▸ **PROBLEM DESCRIPTION**: Render the data below as a Markdown table with columns named Row and Line, skipping blank lines, for everything from the line containing "headrest in the photo above." down to the end of the data.

(Excerpts from point annotation data)
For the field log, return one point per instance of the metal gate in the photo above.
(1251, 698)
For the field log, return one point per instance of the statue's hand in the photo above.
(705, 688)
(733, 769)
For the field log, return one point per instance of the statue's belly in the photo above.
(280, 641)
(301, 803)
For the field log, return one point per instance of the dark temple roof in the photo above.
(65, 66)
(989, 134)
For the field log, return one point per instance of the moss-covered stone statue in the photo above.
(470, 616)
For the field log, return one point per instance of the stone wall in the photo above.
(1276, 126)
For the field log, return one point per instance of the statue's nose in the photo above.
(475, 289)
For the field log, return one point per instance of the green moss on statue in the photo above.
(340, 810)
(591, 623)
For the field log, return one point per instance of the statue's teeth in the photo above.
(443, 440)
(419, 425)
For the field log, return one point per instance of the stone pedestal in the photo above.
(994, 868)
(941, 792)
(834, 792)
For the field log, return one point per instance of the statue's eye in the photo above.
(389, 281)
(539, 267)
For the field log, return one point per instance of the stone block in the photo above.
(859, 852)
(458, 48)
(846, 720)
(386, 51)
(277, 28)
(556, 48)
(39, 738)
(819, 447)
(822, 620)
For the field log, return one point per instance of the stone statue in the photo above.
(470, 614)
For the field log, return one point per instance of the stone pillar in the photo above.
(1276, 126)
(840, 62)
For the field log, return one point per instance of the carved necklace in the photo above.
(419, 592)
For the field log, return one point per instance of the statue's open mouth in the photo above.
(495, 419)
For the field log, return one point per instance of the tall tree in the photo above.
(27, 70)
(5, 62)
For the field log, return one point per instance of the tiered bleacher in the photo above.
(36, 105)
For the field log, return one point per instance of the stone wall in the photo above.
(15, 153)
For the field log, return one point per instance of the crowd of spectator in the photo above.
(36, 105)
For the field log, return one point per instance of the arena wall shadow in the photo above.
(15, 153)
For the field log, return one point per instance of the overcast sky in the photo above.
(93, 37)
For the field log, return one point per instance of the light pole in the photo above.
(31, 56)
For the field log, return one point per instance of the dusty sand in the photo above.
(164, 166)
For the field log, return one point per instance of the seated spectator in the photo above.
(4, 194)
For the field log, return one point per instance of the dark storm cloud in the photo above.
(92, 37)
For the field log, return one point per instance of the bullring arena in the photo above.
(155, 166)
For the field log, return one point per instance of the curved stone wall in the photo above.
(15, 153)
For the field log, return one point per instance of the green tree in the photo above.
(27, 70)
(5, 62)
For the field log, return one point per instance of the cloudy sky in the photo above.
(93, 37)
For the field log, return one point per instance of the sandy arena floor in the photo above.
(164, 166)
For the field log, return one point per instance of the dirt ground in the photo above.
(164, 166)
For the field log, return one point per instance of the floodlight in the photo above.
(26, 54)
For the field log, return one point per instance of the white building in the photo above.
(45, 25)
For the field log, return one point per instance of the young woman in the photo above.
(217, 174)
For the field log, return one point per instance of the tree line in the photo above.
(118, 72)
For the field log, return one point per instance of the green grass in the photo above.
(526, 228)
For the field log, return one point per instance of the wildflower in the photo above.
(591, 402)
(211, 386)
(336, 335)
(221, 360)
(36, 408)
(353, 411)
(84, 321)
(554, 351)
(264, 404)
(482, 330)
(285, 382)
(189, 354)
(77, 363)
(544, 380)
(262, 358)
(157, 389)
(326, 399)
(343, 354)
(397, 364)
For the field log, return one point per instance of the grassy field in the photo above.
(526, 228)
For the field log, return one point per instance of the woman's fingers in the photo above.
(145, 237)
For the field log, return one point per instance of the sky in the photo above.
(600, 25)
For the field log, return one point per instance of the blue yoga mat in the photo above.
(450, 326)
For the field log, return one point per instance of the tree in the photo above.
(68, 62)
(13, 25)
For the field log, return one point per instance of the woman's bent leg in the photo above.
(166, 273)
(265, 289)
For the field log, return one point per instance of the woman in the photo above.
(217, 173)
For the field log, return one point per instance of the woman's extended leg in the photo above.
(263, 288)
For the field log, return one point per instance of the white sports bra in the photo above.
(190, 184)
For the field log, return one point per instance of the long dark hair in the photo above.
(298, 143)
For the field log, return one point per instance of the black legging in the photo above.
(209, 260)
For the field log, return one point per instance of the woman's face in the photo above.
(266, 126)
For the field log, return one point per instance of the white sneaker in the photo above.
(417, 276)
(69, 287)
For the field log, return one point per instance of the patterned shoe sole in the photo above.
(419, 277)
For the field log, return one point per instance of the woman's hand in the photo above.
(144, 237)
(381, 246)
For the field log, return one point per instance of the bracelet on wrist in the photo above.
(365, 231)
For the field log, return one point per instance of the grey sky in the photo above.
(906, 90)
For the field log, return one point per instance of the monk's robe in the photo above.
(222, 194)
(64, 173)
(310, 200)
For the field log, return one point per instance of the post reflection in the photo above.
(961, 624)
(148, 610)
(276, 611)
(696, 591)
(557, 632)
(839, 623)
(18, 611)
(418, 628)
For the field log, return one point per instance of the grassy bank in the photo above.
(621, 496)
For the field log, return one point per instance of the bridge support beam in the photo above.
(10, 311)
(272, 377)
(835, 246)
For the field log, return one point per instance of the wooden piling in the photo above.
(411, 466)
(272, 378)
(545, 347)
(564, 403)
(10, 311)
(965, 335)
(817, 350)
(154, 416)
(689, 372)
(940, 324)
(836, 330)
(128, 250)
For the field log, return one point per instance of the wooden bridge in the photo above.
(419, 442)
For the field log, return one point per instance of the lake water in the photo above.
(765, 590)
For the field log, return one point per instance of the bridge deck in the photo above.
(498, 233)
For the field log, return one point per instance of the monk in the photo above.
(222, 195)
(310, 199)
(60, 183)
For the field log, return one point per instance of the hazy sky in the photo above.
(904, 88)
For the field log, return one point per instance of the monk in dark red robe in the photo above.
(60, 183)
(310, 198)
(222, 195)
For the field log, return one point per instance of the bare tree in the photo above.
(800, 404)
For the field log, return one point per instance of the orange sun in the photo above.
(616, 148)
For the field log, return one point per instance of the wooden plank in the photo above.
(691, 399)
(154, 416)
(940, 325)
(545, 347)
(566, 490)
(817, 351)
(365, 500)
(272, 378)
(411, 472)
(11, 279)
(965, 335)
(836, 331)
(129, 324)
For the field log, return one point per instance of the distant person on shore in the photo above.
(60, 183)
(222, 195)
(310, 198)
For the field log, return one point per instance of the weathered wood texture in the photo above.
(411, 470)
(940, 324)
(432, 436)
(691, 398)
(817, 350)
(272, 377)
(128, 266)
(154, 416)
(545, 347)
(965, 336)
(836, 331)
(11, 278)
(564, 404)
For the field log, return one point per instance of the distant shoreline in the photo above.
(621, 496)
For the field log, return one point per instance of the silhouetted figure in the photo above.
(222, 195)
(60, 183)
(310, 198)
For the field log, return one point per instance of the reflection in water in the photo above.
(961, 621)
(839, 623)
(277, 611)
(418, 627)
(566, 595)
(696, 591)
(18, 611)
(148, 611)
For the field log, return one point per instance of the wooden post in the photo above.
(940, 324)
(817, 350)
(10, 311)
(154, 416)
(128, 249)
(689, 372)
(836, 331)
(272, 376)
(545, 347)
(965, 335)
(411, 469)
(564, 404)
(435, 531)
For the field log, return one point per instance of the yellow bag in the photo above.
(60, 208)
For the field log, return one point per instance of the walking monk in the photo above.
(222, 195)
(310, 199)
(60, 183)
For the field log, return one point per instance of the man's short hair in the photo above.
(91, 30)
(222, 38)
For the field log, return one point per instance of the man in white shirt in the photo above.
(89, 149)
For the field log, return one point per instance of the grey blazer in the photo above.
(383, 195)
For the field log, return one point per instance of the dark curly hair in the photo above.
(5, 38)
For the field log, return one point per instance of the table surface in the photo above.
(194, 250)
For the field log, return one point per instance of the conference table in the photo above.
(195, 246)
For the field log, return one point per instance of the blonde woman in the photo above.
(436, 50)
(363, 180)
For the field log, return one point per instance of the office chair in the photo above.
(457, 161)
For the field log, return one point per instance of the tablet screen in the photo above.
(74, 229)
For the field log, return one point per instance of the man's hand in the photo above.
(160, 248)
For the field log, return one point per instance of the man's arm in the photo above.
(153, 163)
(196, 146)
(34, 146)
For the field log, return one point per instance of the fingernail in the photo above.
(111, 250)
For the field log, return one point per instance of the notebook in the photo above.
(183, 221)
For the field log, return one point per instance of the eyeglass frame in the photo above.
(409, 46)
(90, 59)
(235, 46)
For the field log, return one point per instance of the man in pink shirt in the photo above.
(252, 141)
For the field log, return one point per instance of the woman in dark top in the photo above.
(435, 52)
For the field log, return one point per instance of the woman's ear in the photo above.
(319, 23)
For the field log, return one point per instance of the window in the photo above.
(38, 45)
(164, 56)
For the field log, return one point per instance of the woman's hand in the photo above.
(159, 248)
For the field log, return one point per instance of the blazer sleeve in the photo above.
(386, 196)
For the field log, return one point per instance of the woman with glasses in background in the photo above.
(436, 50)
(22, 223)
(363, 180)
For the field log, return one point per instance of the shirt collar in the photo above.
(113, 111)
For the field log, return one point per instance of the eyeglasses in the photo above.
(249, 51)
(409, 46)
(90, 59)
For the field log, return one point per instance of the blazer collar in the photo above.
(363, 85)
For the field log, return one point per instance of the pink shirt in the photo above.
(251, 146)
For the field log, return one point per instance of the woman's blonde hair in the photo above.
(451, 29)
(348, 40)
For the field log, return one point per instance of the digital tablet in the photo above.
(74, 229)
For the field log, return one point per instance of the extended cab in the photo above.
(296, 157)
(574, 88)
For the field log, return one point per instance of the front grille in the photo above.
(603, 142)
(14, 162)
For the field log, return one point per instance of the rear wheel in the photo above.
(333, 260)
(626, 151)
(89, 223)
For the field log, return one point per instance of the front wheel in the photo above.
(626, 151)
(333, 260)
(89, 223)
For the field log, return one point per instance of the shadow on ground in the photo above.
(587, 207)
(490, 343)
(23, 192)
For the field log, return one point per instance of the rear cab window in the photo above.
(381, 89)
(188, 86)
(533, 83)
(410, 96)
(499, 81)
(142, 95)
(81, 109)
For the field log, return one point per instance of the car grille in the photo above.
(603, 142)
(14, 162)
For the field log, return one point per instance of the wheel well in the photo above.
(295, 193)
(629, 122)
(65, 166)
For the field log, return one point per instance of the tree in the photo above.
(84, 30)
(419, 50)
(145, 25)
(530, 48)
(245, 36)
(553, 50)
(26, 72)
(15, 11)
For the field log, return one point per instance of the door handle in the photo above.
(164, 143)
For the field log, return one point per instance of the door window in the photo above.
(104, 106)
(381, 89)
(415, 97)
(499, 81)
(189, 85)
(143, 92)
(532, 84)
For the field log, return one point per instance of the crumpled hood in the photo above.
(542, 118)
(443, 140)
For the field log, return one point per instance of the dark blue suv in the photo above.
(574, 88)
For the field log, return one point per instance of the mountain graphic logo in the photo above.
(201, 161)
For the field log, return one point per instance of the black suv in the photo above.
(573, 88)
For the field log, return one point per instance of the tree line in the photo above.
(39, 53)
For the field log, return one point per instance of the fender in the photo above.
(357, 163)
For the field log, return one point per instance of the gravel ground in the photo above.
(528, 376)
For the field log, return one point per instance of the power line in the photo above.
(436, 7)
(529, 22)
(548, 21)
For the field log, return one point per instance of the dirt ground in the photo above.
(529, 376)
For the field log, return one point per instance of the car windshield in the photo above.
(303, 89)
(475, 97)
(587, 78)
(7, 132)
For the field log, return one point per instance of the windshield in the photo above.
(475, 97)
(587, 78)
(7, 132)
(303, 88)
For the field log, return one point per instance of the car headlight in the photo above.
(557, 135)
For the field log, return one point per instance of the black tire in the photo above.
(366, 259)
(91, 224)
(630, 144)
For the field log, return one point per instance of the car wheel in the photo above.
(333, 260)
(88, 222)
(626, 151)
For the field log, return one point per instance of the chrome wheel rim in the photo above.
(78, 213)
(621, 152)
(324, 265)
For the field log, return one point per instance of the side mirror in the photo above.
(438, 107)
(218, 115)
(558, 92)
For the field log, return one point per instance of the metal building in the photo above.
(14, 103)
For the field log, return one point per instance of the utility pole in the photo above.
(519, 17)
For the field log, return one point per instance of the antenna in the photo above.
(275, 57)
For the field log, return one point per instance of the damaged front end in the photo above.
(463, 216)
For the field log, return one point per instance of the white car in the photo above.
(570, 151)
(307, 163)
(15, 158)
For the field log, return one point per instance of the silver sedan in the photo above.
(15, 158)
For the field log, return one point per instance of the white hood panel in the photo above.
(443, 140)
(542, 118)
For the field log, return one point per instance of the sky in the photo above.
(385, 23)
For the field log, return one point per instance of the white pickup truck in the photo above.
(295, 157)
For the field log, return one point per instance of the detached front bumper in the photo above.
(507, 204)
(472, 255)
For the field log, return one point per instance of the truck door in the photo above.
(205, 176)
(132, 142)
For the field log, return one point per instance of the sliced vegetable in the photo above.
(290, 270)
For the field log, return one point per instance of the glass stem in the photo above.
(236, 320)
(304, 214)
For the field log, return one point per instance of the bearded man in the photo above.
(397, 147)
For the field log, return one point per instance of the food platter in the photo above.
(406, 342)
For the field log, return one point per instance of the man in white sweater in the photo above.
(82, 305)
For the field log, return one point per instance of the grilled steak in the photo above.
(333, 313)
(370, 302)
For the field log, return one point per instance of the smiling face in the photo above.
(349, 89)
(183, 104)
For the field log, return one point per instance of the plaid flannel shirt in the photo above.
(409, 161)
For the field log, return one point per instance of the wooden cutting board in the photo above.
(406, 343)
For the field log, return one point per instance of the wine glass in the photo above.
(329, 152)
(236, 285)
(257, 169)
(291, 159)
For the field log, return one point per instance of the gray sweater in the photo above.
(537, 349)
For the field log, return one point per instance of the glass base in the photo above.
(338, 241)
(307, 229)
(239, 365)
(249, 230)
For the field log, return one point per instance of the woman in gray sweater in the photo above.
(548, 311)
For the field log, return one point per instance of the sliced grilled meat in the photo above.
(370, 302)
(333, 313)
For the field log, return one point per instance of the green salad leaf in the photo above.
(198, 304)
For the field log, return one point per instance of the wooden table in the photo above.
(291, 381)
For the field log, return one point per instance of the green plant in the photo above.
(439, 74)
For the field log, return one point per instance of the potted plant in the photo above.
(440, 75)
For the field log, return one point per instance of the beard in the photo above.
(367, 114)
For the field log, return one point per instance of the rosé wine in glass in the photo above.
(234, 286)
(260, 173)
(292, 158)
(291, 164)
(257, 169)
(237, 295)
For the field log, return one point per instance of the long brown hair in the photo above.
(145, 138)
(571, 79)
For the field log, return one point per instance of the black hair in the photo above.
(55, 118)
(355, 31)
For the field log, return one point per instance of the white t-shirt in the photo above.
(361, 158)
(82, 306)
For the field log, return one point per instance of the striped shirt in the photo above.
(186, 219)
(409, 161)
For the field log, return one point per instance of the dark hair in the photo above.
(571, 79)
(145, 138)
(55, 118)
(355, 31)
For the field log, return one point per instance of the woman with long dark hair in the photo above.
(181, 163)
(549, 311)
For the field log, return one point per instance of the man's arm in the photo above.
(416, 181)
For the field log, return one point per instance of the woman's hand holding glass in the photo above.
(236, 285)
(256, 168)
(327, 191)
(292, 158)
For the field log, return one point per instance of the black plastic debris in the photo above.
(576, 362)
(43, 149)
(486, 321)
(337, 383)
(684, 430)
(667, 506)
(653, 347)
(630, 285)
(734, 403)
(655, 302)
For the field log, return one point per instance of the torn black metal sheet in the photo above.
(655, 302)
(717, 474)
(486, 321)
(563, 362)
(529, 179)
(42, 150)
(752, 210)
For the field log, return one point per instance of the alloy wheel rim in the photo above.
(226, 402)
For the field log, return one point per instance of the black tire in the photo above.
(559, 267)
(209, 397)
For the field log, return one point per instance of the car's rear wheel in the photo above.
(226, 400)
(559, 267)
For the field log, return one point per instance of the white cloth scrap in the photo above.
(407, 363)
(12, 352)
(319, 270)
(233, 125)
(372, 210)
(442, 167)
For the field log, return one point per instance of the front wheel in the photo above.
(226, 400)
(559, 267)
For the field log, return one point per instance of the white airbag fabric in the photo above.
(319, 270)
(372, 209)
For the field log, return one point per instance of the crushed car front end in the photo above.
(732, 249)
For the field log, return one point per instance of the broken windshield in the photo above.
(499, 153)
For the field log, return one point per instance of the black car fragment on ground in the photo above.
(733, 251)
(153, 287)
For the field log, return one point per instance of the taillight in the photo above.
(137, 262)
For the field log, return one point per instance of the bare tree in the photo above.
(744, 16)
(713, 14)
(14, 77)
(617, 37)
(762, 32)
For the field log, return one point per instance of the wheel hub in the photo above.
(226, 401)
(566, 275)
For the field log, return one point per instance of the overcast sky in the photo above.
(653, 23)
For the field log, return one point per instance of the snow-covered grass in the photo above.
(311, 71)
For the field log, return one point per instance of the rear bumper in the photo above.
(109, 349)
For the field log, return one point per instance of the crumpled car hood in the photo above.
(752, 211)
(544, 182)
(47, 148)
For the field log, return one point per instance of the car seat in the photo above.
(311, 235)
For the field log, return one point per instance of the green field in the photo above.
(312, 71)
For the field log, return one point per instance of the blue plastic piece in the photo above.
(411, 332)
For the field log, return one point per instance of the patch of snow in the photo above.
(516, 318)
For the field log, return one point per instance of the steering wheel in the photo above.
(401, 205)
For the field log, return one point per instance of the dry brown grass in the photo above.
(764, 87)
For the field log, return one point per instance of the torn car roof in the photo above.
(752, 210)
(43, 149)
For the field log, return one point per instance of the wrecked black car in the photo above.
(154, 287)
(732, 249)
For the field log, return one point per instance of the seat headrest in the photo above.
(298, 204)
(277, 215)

▸ **RESULT OF THIS EXERCISE**:
| Row | Line |
|---|---|
| 1 | For the field log, return one point per instance of the seat headrest in the photo above. |
| 2 | (298, 204) |
| 3 | (277, 215) |